◆ EXERCÍCIO A ◆
No texto sobre acidentes de corrida abaixo, reescreva de forma mais curta o parágrafo que começa com "Barrichello, que vivia uma ótima fase na Jordan", mantendo os fatos principais.
◆ EXERCÍCIO B ◆
Responda com base no texto sobre acidentes de corrida abaixo, uma resposta por linha, marcando cada uma como a pergunta correspondente:
(i) Quantos segundos depois do acidente chegou o veículo de resgate de Lauda?
(ii) Para o hospital de qual cidade Lauda foi removido?
(iii) A que velocidade o Jordan 194 de Barrichello acertou o muro?
◆ EXERCÍCIO C ◆
Continue o texto sobre acidentes de corrida abaixo a partir da última frase apresentada.

◆ TEXTO DE LEITURA ◆

Consciente e vendo sua Ferrari consumida por chamas cada vez maiores, Niki tinha perdido seu capacete já no primeiro choque e sentia a pele do seu rosto queimar enquanto lutava para sair do cockpit. Felizmente os dois pilotos envolvidos no acidente se juntaram a Arturo Merzario e Edwards na retirada de Niki das chamas, com o veículo de resgate chegando 40 segundos depois do evento. Lauda ainda conseguiu sair em pé do carro, mas logo perdeu a consciência e cinco minutos depois foi removido para o hospital de Mannheim.
Niki sofreu extensas queimaduras após a exposição ao fogo por cerca de 50 segundos, notadamente na sua face, com escalpo, lado direito, sobrancelhas e pálpebras como maiores alvos.
O mais impressionante é que Niki, que brigava pelo título, conseguiu voltar a correr apenas seis semanas depois do incidente, ainda com uma bandagem na cabeça e severas deformações no rosto. Hunt venceu no Nürburgring e ficou com o título, mas Lauda ainda garantiu o vice-campeonato. Sua história não virou filme por acaso.
Rubens Barrichello, Imola, 1994
Todos sabem que no GP de San Marino, no circuito de Imola, em 1994, o mundo perdeu Ayrton Senna. No entanto, outro brasileiro também sofreu um acidente terrível naquele fim de semana: Rubens Barrichello, durante os treinos da sexta-feira.
Barrichello, que vivia uma ótima fase na Jordan, estava confiante para aquela que seria a terceira corrida da temporada. Então, na segunda volta dos treinos, ao contornar a curva Variante Bassa do circuito de Imola, ele decidiu ir cerca de 15 km/h mais rápido que na volta anterior.
Aquele foi seu erro: o carro saiu da trajetória e acertou uma zebra relativamente alta, que funcionou como uma rampa e fez com que o Jordan 194 de Barrichello decolasse e acertasse o muro a 223 km/h. O carro, então, atingiu o chão com o bico e capotou, repousando de lado.

◆ MATERIAL FORNECIDO ◆
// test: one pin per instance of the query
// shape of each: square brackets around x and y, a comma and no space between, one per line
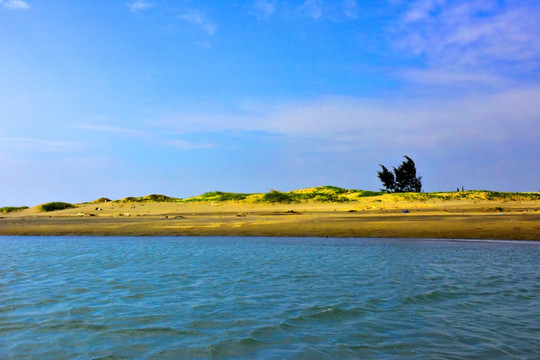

◆ RESPOSTA ESPERADA A ◆
Em boa fase na Jordan, Barrichello estava confiante para a terceira corrida da temporada. Na segunda volta dos treinos, na curva Variante Bassa de Imola, resolveu passar cerca de 15 km/h mais rápido que na volta anterior.

◆ RESPOSTA ESPERADA B ◆
(i) 40 segundos depois.
(ii) Mannheim.
(iii) 223 km/h.

◆ RESPOSTA ESPERADA C ◆
Os fiscais de prova e médicos correram até o local e encontraram Barrichello inconsciente no cockpit, respirando com dificuldade por causa do sangue que saía de um corte em seu rosto e foi rapidamente entubado — o que garantiu que, ao chegar ao centro médico, sua condição tivesse melhorado sensivelmente. Os treinos foram interrompidos e Eddie Jordan, temendo pela vida de seu piloto, aproveitou para ir conferir seu estado. Lá, ele encontrou Ayrton Senna, que foi o primeiro a ver Barrichello de volta à consciência. “Ele está bem”, disse. “Em estado de choque, claro, mas está bem”.
Como já dissemos, todos sabemos o que aconteceu depois. Infelizmente, o acidente de Senna dois dias depois não pode entrar nesta lista.
Kenny Bräck, Texas Motor Speedway, 2003
Em 2003, o piloto sueco Kenny Bräck pilotava na Indy Racing League. Ele vinha de uma carreira de dez anos iniciada na Fórmula Ford sueca e na Fórmula 3 britânica antes de partir para a Indy em 2000 mas, naquele ano, sofreu o acidente que acabou com sua carreira nos monopostos.
Depois de enroscar as rodas de seu carro com as de Tomas Scheckter, Bräck decolou e foi arremessado em direção ao alambrado do circuito. O carro se partiu ao meio, submetendo Bräck a uma desaceleração de 214 g — o número mais alto já registrado em um acidente na história do automobilismo.
Ele sofreu fraturas no osso esterno, no fêmur, esmagou uma vértebra e quebrou os tornozelos. A recuperação levou 18 meses e embora ele tenha voltado a correr nas 500 Milhas de Indianápolis de 2005 e em algumas outras ocasiões, este acidente praticamente decretou o fim de sua carreira na Indy. De qualquer forma, só o fato de ter saído vivo foi questão de pura sorte.